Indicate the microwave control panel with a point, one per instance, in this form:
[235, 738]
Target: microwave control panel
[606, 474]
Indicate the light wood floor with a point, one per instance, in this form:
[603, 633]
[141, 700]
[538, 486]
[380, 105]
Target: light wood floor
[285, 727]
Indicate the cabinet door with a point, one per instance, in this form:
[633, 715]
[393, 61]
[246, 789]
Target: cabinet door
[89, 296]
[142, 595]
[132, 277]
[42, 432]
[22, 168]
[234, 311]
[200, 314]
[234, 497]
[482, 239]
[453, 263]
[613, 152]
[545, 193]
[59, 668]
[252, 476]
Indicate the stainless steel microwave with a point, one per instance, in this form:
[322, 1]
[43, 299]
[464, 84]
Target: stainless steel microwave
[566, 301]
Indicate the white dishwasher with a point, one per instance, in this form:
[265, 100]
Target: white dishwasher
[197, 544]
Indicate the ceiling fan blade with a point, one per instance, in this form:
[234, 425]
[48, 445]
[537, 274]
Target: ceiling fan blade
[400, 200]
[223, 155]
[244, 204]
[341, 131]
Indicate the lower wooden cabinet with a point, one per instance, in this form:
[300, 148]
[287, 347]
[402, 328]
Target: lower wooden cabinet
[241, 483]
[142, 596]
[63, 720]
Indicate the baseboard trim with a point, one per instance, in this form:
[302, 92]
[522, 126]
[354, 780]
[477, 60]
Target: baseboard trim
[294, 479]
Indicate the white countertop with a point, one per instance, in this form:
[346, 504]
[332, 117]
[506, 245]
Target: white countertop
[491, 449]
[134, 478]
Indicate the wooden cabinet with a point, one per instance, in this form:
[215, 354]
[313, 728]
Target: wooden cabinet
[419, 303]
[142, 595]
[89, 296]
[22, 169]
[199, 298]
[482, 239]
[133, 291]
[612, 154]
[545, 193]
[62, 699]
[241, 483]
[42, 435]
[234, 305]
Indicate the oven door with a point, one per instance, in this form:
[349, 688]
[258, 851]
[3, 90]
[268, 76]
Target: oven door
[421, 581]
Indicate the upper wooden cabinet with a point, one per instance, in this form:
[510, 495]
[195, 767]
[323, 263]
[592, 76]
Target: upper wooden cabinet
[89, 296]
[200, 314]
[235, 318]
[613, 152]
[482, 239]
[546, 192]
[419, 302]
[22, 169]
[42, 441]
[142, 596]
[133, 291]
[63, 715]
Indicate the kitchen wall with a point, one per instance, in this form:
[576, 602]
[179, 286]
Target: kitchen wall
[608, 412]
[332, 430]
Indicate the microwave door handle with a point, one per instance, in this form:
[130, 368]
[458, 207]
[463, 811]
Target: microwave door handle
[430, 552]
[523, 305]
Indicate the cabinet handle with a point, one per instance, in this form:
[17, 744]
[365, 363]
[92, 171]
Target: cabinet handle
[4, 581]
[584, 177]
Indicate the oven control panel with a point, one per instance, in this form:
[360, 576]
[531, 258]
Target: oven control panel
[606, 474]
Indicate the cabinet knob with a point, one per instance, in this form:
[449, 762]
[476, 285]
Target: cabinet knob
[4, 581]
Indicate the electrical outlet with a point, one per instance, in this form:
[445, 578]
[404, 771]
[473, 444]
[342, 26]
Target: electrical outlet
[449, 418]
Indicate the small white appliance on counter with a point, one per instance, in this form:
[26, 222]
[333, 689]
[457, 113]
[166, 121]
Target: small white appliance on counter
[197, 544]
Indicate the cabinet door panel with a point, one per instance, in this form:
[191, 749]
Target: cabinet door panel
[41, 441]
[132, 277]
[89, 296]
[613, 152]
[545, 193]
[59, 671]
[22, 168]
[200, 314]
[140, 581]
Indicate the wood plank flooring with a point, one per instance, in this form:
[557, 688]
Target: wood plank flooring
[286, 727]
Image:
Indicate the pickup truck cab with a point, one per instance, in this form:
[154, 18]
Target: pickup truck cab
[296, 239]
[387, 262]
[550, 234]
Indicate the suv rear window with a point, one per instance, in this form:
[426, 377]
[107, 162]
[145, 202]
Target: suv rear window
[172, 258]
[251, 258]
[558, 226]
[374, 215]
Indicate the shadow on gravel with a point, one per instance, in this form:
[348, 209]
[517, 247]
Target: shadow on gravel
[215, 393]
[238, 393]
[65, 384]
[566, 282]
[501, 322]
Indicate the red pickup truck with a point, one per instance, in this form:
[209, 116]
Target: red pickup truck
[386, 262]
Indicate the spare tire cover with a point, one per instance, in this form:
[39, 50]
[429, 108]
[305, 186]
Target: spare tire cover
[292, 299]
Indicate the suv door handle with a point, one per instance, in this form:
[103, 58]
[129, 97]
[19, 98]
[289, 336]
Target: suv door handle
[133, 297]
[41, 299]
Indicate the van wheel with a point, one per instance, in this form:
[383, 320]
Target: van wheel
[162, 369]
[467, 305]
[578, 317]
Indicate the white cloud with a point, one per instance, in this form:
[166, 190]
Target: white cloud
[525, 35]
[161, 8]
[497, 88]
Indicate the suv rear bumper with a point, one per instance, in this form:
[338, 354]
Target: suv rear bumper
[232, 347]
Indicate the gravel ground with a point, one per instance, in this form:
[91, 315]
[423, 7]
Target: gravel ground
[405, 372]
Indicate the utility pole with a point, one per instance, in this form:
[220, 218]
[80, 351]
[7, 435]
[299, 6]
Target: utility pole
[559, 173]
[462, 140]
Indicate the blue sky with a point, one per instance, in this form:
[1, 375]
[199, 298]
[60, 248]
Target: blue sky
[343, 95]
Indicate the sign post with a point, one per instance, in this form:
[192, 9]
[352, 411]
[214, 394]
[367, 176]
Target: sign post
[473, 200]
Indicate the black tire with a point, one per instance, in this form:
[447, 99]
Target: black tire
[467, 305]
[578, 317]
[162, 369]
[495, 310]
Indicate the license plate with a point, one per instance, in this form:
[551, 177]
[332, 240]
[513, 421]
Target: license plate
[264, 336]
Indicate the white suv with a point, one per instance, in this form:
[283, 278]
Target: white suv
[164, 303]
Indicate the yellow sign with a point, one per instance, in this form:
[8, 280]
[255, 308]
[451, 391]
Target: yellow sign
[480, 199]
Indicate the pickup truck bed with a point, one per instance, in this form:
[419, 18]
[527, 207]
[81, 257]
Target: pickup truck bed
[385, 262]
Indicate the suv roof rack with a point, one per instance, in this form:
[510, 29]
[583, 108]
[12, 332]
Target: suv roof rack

# # # #

## SHORT EXERCISE
Starting with the line that contains "Indicate the license" and going on through the last line above, write out every line again in full, raising each coordinate in the answer points by 59.

## RESPONSE FOR THIS EXERCISE
Indicate the license plate with a point, one per instance, in this form:
[551, 177]
[332, 240]
[513, 421]
Target: license plate
[323, 395]
Indicate the white suv with a point, one per instance, in this form:
[283, 278]
Target: white suv
[223, 362]
Indicate the yellow sign with a point, one per instance, in this form:
[8, 280]
[255, 308]
[451, 391]
Target: yellow sign
[539, 258]
Indicate the pickup truck bed with a point, one per instance, in this form:
[419, 18]
[527, 207]
[81, 257]
Target: pickup truck bed
[444, 321]
Indicate the suv roof rack with a point, one per instance, in this form:
[510, 29]
[583, 108]
[12, 332]
Target: suv roof rack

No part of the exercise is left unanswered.